begin MATERIAL FOR THIS TASK

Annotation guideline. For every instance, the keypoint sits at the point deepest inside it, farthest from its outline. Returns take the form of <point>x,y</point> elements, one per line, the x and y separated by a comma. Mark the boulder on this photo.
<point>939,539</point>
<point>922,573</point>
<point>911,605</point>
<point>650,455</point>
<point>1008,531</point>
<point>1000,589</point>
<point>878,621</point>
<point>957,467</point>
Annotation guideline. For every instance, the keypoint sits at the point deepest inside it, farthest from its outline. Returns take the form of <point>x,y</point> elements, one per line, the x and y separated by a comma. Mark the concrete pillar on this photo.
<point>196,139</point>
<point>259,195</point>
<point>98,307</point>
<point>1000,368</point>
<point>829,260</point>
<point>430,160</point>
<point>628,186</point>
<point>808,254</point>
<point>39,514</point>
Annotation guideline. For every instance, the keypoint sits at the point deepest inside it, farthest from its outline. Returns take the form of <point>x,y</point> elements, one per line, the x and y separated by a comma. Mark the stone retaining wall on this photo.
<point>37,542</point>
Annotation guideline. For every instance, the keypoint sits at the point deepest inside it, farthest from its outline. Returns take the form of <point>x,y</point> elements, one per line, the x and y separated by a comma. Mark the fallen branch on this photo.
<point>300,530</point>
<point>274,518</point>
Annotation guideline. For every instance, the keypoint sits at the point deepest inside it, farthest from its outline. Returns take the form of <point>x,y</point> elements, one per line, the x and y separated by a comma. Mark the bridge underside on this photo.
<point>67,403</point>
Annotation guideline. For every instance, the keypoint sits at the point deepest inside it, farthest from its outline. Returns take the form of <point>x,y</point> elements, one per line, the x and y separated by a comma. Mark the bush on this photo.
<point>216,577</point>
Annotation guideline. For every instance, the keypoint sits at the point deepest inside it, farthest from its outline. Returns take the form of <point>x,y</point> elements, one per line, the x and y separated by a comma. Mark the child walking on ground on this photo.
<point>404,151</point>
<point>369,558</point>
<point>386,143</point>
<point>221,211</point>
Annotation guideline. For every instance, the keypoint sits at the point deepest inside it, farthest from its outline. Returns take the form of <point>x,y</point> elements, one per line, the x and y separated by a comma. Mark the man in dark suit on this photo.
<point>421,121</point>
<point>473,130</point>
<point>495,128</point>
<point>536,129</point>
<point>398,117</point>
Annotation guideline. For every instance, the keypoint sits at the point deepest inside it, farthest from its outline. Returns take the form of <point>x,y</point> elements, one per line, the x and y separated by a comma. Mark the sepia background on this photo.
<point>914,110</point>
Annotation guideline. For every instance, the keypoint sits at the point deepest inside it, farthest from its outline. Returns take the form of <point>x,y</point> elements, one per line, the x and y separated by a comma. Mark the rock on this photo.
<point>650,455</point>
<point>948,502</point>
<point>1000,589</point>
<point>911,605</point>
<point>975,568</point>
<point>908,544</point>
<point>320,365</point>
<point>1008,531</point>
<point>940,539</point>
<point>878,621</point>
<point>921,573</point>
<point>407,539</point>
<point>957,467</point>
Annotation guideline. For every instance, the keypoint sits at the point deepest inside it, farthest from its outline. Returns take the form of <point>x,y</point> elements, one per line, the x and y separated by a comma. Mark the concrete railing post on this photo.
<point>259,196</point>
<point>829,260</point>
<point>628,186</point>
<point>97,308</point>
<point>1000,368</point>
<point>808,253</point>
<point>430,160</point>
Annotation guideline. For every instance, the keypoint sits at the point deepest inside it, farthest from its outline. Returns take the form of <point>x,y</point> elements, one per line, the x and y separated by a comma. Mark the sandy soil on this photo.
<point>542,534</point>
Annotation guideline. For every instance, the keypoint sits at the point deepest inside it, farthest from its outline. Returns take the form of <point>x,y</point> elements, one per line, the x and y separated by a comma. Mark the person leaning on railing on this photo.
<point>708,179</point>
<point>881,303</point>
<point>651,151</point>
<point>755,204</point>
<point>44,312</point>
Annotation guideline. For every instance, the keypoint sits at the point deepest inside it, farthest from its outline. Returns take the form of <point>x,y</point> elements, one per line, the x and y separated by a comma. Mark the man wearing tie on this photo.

end MATERIAL FOR THIS TASK

THE REQUEST:
Reproduce all of the material above line for line, without changing a single character.

THE RESPONSE:
Annotation guideline. For every instance, the keypoint sits at the point deepest inside it, farthest from its outline. Returns take the form of <point>x,y</point> elements, one per line, the x and y separated by a comma. Mark the boulder on this photo.
<point>939,539</point>
<point>922,573</point>
<point>911,605</point>
<point>650,455</point>
<point>1008,531</point>
<point>1000,589</point>
<point>878,621</point>
<point>957,467</point>
Annotation guideline. For every instance, the keypoint sits at the point deepest inside it, farthest from its outline. Returns take the form of <point>x,y</point> elements, one per line, the x and y separated by a comma. Mark the concrete pillar on this photo.
<point>196,139</point>
<point>259,195</point>
<point>98,307</point>
<point>1000,368</point>
<point>829,260</point>
<point>430,160</point>
<point>628,186</point>
<point>808,254</point>
<point>39,514</point>
Annotation guideline. For every instance, the keypoint sits at the point deepest inside it, farthest from its outline. Returns take the form of <point>x,y</point> elements, one per line, the x and y separated by a comma. Mark the stone retaining wall on this photo.
<point>37,542</point>
Annotation guideline. For every instance, the keypoint sits at the point deepest inside it, farthest from its outline. Returns take the form of <point>x,y</point> elements, one per line, the x and y separated by a comma. Mark the fallen branch on this photo.
<point>300,530</point>
<point>274,518</point>
Annotation guideline. For every instance, the keypoint sits at the point deepest inside it, farthest from its outline. Returns take the form of <point>x,y</point> elements, one per line, the x and y separated by a comma. Mark the bridge underside on this photo.
<point>67,403</point>
Annotation guideline. For every instance, the keypoint sits at the point deepest inside it, farthest from its outline. Returns take the form of <point>x,y</point> elements, one per line, the x and y separated by a comma. Mark the bush on this photo.
<point>216,577</point>
Annotation guideline. For every instance, the keypoint sits at the point deepest inside it, farthest from its outline. Returns take the form of <point>x,y</point> elements, one per line, the x and y separated by a comma. Mark the child walking on ground on this photo.
<point>404,151</point>
<point>369,558</point>
<point>386,143</point>
<point>221,211</point>
Annotation guideline. For every instance, the keypoint sits at the point deepest inside it, farthest from its outline. Returns take the form of <point>x,y</point> elements, one per line, the x and y separated by a comma. Mark the man in dark suit on this photo.
<point>421,121</point>
<point>473,130</point>
<point>495,128</point>
<point>536,129</point>
<point>398,117</point>
Annotation guideline. For every instance, the keypoint sits at the point deepest inside it, farthest from its outline. Returns take the form of <point>x,y</point> elements, one per line, the x and y separated by a comma. Mark the sepia background on this photo.
<point>914,110</point>
Annotation guideline. For every instance, the keypoint sits at the point deepest inside it, farthest from its outline. Returns take the form of <point>x,y</point> elements, one per line, the x and y separated by a comma. Mark the rock on this photo.
<point>650,455</point>
<point>948,502</point>
<point>1000,589</point>
<point>911,605</point>
<point>975,568</point>
<point>908,544</point>
<point>320,365</point>
<point>1008,531</point>
<point>940,539</point>
<point>878,621</point>
<point>921,573</point>
<point>407,539</point>
<point>957,467</point>
Annotation guideline. For every instance, the keypoint sits at the point deepest inside it, farthest from its outline. Returns take the form of <point>x,y</point> elements, one per line, the x and y separated by a comma. Mark the concrete railing post on this photo.
<point>259,196</point>
<point>829,260</point>
<point>628,186</point>
<point>97,308</point>
<point>1000,368</point>
<point>808,253</point>
<point>430,160</point>
Annotation guideline. For every instance, the keypoint sits at the point deepest inside it, farthest from its outline. Returns take the form of <point>x,y</point> elements, one per line, the x and y separated by a comma. Mark the sandy soil on this photo.
<point>542,534</point>
Annotation guideline. For every instance, the keypoint sits at the point deepest inside it, farthest from its outline. Returns take the form of <point>x,y</point> elements, one per line, the x and y separated by a comma. Mark the person leaning on railing on this photo.
<point>708,179</point>
<point>881,303</point>
<point>651,151</point>
<point>755,204</point>
<point>44,312</point>
Annotation guideline. For every instance, the keypoint sits at the point deepest inside it, farthest from its outline. Returns take the form of <point>x,y</point> elements, one per line, the x and y separated by a comma. Mark the man wearing tie on this photo.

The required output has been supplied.